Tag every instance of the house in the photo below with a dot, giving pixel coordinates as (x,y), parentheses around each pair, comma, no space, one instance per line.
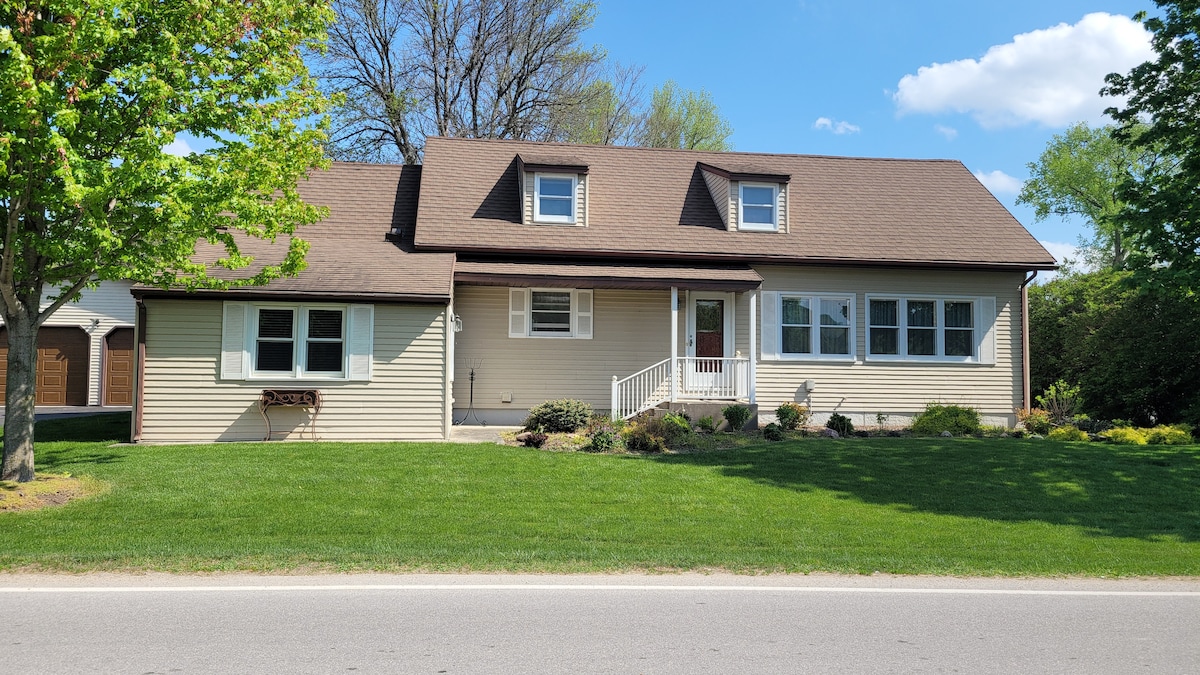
(85,350)
(502,274)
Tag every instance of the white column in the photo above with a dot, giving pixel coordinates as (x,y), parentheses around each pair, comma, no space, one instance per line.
(754,346)
(675,344)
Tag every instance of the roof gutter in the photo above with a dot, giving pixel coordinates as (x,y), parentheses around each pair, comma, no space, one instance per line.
(1025,340)
(700,257)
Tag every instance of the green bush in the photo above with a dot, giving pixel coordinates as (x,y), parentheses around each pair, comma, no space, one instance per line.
(562,416)
(1037,420)
(672,428)
(605,441)
(640,440)
(841,424)
(792,416)
(1126,436)
(737,416)
(535,440)
(1060,400)
(1176,435)
(937,418)
(1067,432)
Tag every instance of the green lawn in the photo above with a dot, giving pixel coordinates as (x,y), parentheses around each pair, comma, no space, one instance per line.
(929,506)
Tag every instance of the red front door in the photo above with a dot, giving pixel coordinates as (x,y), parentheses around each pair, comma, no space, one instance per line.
(709,333)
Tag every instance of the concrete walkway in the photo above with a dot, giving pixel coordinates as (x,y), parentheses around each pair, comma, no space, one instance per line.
(58,412)
(478,434)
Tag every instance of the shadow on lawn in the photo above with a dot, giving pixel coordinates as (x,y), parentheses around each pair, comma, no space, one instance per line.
(1119,491)
(60,442)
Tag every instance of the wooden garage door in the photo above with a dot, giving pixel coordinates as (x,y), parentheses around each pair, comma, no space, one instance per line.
(119,368)
(61,365)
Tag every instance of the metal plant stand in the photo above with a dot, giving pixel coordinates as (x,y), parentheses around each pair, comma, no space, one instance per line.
(471,401)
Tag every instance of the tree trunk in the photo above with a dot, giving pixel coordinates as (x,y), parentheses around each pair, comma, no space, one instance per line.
(19,398)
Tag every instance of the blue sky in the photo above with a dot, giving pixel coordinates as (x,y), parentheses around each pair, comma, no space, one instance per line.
(985,83)
(825,76)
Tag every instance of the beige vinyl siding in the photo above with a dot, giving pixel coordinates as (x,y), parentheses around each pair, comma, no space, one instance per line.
(864,388)
(631,330)
(719,187)
(185,399)
(99,311)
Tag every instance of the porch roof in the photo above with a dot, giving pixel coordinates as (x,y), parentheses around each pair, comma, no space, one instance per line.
(601,275)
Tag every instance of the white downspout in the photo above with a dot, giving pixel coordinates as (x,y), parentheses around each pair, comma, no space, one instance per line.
(754,347)
(675,344)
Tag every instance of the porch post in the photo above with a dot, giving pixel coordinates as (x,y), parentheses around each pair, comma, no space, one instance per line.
(675,344)
(754,346)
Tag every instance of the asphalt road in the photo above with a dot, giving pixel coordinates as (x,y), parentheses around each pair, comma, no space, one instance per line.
(624,623)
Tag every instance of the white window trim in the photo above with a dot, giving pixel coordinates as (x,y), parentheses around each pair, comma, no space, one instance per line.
(978,330)
(538,216)
(815,327)
(299,340)
(774,208)
(582,321)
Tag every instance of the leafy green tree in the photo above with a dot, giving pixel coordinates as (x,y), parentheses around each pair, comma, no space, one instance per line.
(1164,204)
(90,94)
(1080,173)
(1135,353)
(684,119)
(471,69)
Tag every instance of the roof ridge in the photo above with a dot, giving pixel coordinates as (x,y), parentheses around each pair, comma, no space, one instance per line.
(685,151)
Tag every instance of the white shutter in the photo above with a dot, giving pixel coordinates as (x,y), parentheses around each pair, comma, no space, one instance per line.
(985,329)
(359,340)
(583,314)
(519,311)
(769,326)
(234,357)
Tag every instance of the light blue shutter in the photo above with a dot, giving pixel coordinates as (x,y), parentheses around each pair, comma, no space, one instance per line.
(360,338)
(519,310)
(234,357)
(985,329)
(583,314)
(769,326)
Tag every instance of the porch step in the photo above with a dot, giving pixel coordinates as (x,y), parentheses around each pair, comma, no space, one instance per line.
(696,410)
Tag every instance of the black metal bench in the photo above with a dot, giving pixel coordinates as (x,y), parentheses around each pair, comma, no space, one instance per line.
(289,398)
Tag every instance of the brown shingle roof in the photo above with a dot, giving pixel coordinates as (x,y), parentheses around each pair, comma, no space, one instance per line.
(654,203)
(352,252)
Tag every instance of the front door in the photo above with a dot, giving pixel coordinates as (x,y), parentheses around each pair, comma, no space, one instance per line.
(709,339)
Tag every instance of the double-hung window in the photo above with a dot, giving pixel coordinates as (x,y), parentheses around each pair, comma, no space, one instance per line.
(927,328)
(808,327)
(553,198)
(550,312)
(292,341)
(759,207)
(300,341)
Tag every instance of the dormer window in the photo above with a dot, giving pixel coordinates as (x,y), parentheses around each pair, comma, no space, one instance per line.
(759,207)
(553,199)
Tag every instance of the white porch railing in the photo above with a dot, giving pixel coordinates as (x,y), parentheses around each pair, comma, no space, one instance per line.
(695,378)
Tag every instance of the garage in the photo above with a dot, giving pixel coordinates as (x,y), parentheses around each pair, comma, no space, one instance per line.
(61,365)
(119,368)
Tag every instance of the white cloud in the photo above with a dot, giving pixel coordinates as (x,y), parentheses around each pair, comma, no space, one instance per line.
(1050,76)
(178,147)
(838,127)
(999,181)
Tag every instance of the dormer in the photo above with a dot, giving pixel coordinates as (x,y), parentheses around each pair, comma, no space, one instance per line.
(553,190)
(748,198)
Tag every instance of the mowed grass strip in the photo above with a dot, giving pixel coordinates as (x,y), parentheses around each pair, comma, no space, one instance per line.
(929,506)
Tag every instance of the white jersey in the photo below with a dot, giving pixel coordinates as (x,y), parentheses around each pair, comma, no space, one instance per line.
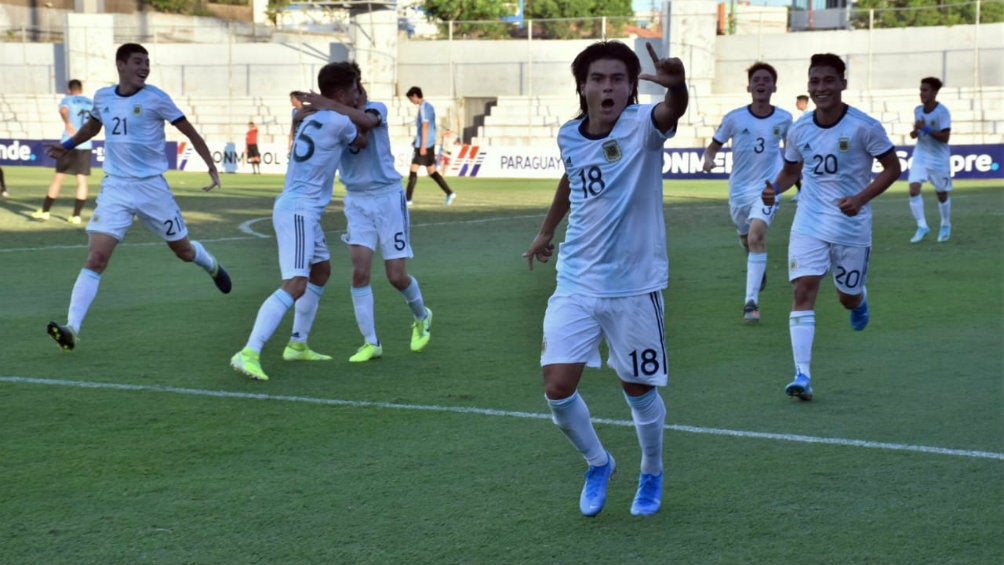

### WRITTEN INSTRUCTION
Change "dot" to "point" in the entries, starting with the line containing "Tag every instance of the white porch" and going on through the end of the entries, with all else unchanged. Leave the pictures out of your answer.

### SOLUTION TO THE EXERCISE
Tag every instance of the white porch railing in the photo above with a point, giving pixel coordinates as (x,y), parentheses around each pair, comma, no space, one instance per line.
(695,378)
Tag every instance of the garage in the photo above with a point, giving pixel coordinates as (x,y), parentheses around each pair, comma, no space, one instance per line.
(61,365)
(119,368)
Tag every instance of the white cloud in the photo above with a point, giving pixel coordinates as (x,y), parentheses around each pair, comma, no space, one instance per line.
(1050,76)
(178,147)
(838,127)
(999,181)
Tag every instance of the dormer in the photo above with a point, giving pixel coordinates as (x,y), parentheses around each pair, comma, no space, one instance per line.
(553,190)
(748,198)
Tag every instance of the mowed grass strip in the photo above with a point, giving pixel coordinates as (x,y), parentheses around each pair, comma, no space, one instance per line.
(929,506)
Tag every instance of the white jersey in the photo below with a point, giving pixel coordinates as (x,y), parentheses around each pair, comma, no space, one instance per line.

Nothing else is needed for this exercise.